-------- Provided records

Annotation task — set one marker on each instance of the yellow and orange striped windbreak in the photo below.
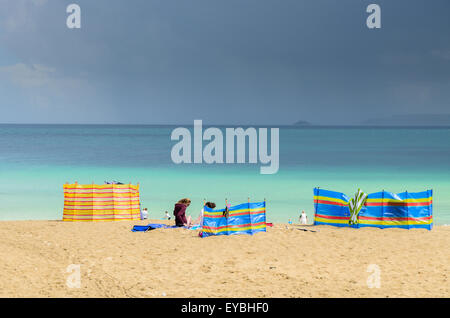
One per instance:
(106, 202)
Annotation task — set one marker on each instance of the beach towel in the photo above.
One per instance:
(149, 227)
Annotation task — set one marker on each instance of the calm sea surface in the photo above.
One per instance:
(36, 160)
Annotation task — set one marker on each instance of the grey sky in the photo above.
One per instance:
(226, 62)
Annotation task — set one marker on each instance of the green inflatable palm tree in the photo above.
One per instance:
(355, 206)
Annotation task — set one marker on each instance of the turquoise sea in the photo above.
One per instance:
(36, 160)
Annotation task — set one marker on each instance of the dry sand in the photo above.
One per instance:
(284, 262)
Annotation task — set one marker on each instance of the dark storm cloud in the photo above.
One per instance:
(239, 61)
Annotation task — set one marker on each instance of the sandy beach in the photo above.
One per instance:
(284, 262)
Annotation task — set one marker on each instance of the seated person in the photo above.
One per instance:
(180, 213)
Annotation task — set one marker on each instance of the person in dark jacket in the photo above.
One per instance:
(180, 213)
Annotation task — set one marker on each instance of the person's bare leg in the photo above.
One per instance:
(188, 219)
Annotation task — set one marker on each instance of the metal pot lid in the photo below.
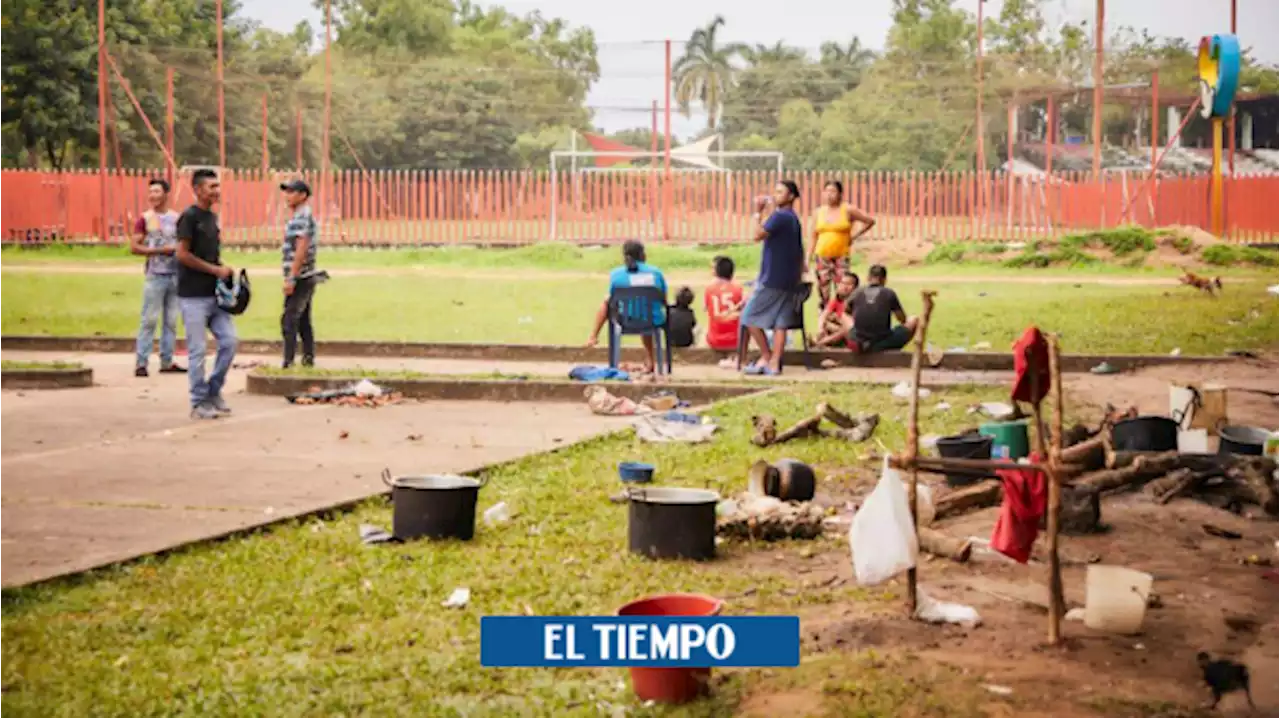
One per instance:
(435, 481)
(682, 497)
(1244, 434)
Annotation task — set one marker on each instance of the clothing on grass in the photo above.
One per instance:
(200, 228)
(160, 232)
(835, 236)
(1031, 367)
(197, 315)
(680, 327)
(159, 305)
(301, 224)
(773, 309)
(296, 320)
(874, 306)
(586, 373)
(782, 256)
(1020, 511)
(722, 300)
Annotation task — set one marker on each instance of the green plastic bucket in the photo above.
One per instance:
(1009, 439)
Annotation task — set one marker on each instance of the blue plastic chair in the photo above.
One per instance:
(639, 311)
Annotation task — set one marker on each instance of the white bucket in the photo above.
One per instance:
(1115, 599)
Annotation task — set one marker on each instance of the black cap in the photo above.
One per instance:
(296, 186)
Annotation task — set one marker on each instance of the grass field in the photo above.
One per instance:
(305, 621)
(561, 257)
(536, 307)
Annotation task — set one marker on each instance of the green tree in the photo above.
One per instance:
(704, 72)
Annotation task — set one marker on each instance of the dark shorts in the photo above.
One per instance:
(894, 341)
(772, 309)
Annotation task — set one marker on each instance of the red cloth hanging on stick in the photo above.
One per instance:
(1031, 355)
(1020, 512)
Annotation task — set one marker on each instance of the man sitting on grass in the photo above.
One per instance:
(632, 273)
(836, 323)
(873, 306)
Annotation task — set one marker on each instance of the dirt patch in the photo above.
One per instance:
(1208, 598)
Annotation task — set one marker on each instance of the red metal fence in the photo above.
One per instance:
(517, 207)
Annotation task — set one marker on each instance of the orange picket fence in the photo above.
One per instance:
(525, 206)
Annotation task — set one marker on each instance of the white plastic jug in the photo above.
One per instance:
(1115, 599)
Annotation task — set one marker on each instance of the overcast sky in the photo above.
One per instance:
(631, 53)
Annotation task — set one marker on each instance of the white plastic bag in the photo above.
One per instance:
(882, 539)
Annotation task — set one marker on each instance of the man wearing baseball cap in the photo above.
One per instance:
(300, 273)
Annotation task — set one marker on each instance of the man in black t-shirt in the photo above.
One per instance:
(199, 270)
(873, 306)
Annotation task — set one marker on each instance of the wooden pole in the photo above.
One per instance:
(222, 105)
(266, 152)
(101, 120)
(1098, 39)
(913, 433)
(1054, 456)
(666, 159)
(168, 124)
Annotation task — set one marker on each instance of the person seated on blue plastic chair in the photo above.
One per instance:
(632, 273)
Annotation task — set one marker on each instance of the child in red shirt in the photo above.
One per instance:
(723, 301)
(836, 321)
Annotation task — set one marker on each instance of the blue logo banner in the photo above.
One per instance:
(590, 641)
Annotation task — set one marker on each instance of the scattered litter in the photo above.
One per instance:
(763, 517)
(995, 410)
(882, 536)
(1220, 533)
(940, 612)
(999, 690)
(457, 599)
(903, 390)
(672, 426)
(604, 403)
(371, 534)
(598, 374)
(1104, 367)
(362, 394)
(497, 513)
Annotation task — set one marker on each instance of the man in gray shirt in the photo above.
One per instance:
(873, 305)
(155, 237)
(298, 257)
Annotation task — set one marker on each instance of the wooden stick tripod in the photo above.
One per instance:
(1051, 465)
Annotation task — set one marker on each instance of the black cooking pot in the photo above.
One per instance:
(672, 522)
(1248, 440)
(433, 507)
(965, 446)
(1144, 434)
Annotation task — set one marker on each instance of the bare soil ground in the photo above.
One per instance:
(1208, 600)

----------------

The task: Take every line from the data above that holds "bare" and copy it out.

Response to the task:
Annotation task — set one marker on each instance of the person's bare leg in the photo above.
Annotation task — set one marker on each instance of the bare soil ground in the photo above.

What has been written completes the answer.